Rewrite the rows below, replacing each "Coords" with "Points" and leaving everything else untouched.

→ **PROVIDED ENTRIES**:
━━━━━━━━━━━━━━━━━━━━━━━━━━━━━━

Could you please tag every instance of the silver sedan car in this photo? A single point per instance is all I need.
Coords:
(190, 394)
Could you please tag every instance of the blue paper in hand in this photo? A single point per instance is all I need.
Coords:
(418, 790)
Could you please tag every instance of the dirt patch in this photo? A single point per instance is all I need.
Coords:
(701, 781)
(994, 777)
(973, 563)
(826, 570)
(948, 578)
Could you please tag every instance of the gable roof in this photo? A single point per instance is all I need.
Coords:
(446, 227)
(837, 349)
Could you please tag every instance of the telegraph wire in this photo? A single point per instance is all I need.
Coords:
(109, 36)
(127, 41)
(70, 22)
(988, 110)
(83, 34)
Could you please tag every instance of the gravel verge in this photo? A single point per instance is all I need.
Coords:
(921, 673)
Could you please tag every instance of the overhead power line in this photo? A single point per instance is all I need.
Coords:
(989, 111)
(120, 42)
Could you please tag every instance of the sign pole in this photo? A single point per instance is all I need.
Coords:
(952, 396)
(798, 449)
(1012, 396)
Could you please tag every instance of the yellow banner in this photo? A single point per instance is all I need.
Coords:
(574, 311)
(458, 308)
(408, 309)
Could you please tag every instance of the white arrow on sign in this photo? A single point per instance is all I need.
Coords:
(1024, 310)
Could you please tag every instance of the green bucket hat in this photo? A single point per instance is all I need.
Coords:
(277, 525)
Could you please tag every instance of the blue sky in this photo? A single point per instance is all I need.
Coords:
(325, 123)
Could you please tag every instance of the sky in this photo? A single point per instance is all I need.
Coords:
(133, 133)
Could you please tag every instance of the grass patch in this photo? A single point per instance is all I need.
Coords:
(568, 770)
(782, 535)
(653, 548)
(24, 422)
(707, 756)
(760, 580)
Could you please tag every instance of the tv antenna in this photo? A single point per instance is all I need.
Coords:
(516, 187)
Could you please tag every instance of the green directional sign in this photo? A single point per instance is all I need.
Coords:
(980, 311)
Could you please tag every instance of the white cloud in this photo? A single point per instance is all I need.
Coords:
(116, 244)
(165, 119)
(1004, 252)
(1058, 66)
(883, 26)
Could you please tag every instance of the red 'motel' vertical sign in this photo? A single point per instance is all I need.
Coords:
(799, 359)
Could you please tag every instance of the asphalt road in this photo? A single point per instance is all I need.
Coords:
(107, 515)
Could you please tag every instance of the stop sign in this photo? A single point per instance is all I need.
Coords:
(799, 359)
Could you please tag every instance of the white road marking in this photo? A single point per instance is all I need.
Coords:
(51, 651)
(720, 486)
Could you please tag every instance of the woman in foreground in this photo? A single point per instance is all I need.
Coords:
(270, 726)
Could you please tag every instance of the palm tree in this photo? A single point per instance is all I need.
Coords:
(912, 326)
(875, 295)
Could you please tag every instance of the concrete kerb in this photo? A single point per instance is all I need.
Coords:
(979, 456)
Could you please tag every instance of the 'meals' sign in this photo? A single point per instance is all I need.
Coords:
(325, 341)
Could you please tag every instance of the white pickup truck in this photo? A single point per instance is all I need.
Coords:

━━━━━━━━━━━━━━━━━━━━━━━━━━━━━━

→ **RESULT OF THE TASK**:
Could you please tag every instance of the silver sedan car in this photo? A single point per instance is all I need.
Points:
(190, 394)
Could you please tag every instance of the blue paper in hand in this photo? A single point per instance is all I need.
Points:
(418, 790)
Could you please tag every instance of the dirt patch in this photo? A single point per instance is all I need.
Points:
(701, 781)
(994, 777)
(973, 563)
(826, 570)
(948, 578)
Could you please tag every instance of the gable roof in this photo? A single point per instance is all I need.
Points:
(446, 227)
(837, 349)
Could you please tag every instance of the telegraph wire in this photo? A single point per instance is all I need.
Points:
(109, 36)
(127, 41)
(70, 22)
(988, 110)
(83, 34)
Could you please tag every instance of the gravel verge in this photo? A single point per instance is all I need.
Points:
(921, 673)
Could you please tag every instance of the overhead power line in this photo? A single point per instance is all I need.
Points:
(989, 111)
(120, 42)
Could you please tag every instance of the sign pole in this photo? A single point per instance is all I need.
Points:
(952, 396)
(798, 449)
(1012, 396)
Could you please tag every instance of the yellow banner in this photo? A single point per instance is all I need.
Points:
(574, 311)
(458, 308)
(408, 309)
Could you please tag every instance of the white arrow on sign in this photo? A single point per instance is all I need.
Points:
(1024, 310)
Could you please tag every instance of the green bucket hat in this photo? A single point per instance is all I need.
Points:
(277, 525)
Could you please tag every instance of the blue sky in this photo? A single point per instance is all I need.
Points:
(325, 123)
Could you please tag every instance of the sky in this photo? A single point per instance is all I need.
Points:
(133, 133)
Could you please tag every instance of the grass patch in this photo? A single point per instance is all I need.
Points:
(568, 770)
(782, 535)
(653, 548)
(24, 422)
(707, 756)
(760, 580)
Could you please tag every instance of the tv antenna in this photo? A single point per instance is all I need.
Points:
(516, 187)
Could you please tag every instance of the green directional sign in this photo? A single point per instance is all I need.
Points:
(980, 311)
Could you please tag every instance of the white cloud in this photo? A single point per instance is all I need.
Points:
(116, 244)
(165, 119)
(1004, 252)
(1058, 66)
(883, 26)
Could you please tag every instance of the red 'motel' vertical sign in this photo? A single point per instance is all I need.
Points:
(799, 359)
Could you please tag every instance of the asphalt road in this photo? A single point per instance is all I need.
Points:
(107, 515)
Could you please tag every instance of the stop sign in this photo? A single point per instance is all I need.
Points:
(799, 359)
Could you please tag every instance of the white road marking in this photo? A single point per instance is all I need.
Points:
(51, 651)
(720, 486)
Could you please tag every instance of the woman in foreground in this photo? A single point per instance is all I need.
Points:
(270, 726)
Could you please tag every instance of the palm tree in this photo? A single point per instance is all I need.
Points:
(912, 326)
(875, 295)
Could you please tag every instance of the concrete kerb in this photo? A single point per instance is all I need.
Points:
(979, 456)
Could you please tag every instance of the 'meals' sign in this photo? A single point per instance is all I need.
Points:
(325, 341)
Could you please tag every instance of the white pickup truck in this photo? A single point per instance is all I need.
Points:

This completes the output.